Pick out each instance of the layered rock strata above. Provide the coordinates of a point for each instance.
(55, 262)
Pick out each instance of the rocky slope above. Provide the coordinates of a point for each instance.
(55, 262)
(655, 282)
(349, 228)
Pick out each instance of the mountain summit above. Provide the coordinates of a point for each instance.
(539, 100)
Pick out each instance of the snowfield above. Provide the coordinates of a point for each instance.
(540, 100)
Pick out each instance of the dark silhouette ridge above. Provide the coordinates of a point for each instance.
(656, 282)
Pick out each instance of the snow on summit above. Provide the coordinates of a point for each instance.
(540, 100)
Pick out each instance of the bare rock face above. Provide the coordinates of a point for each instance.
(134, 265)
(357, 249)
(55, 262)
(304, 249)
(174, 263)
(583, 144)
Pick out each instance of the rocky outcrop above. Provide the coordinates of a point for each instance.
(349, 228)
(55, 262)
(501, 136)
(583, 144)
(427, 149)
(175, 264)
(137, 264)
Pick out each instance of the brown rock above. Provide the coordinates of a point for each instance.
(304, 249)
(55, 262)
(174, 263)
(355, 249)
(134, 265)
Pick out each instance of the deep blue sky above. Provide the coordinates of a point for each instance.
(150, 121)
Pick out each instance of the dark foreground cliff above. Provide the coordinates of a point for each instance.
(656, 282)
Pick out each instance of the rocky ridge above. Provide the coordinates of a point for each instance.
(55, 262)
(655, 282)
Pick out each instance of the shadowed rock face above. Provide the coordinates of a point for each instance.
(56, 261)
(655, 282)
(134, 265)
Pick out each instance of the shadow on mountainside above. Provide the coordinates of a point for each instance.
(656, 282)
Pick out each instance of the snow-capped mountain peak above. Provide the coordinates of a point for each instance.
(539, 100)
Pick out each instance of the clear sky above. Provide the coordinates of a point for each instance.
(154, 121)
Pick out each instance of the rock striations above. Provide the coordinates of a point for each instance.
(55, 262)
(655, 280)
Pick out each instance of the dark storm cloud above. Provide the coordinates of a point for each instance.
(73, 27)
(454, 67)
┄┄┄┄┄┄┄┄┄┄┄┄┄┄┄┄┄┄┄┄
> **ASSIGNED TASK**: If a line appears above, it belongs in your answer, printed exactly.

> **RESPONSE FOR THIS EXERCISE**:
Pick out each instance of the layered rock strata above. Provide the coordinates of a point for each instance.
(55, 262)
Pick out each instance of the rocky slope above. Provide the coordinates of a point for each instance.
(55, 262)
(655, 282)
(349, 228)
Pick out each instance of the mountain summit above. Provide the coordinates of a point for each instance.
(539, 100)
Pick out each instance of the snowfield above. Provide the coordinates of a point for each instance.
(540, 100)
Pick out each instance of the dark silhouette ridge above. Provide the coordinates of a point for each instance.
(656, 282)
Pick out each instance of the snow on summit above. Provide the coordinates of a point for each instance.
(540, 100)
Pick out each instance of the bare rock face above. Provide the coordinates of a point for each instance.
(134, 265)
(357, 249)
(55, 262)
(304, 249)
(174, 263)
(583, 144)
Pick out each instance of the rocky outcrop above. Provide the coordinates of a point for each instance.
(349, 228)
(55, 262)
(501, 136)
(583, 144)
(427, 149)
(175, 264)
(137, 264)
Pick out each instance of the brown rock above. Provide the coordinates of a point for each instance.
(304, 249)
(55, 262)
(174, 263)
(355, 249)
(134, 265)
Pick out each instance of the deep blue sky above. Provide the coordinates of a point for each instance.
(150, 121)
Pick out each instance of the dark foreground cliff above. Provide the coordinates of a point for each instance.
(656, 282)
Pick out each instance of the rocky ridge above. Provide the coordinates of a point for each instance.
(55, 262)
(655, 282)
Pick out each instance of the shadowed rock face above. Provide the coordinates of a point for each instance.
(56, 261)
(655, 282)
(134, 265)
Pick out each instance of the shadow on mountainside above. Provide the coordinates of a point for each instance.
(656, 282)
Pick out each instance of the snow-capped mountain peak above. Provide the coordinates of a point for each instance.
(539, 100)
Pick out each instance of the clear sky above. Provide the coordinates of a point for each instance.
(154, 121)
Pick out each instance of the rock striations above. Provide the coordinates of a point for each instance.
(55, 262)
(655, 280)
Pick out each instance of the dark storm cloud above. Provide the coordinates of a point for each instance.
(73, 27)
(454, 67)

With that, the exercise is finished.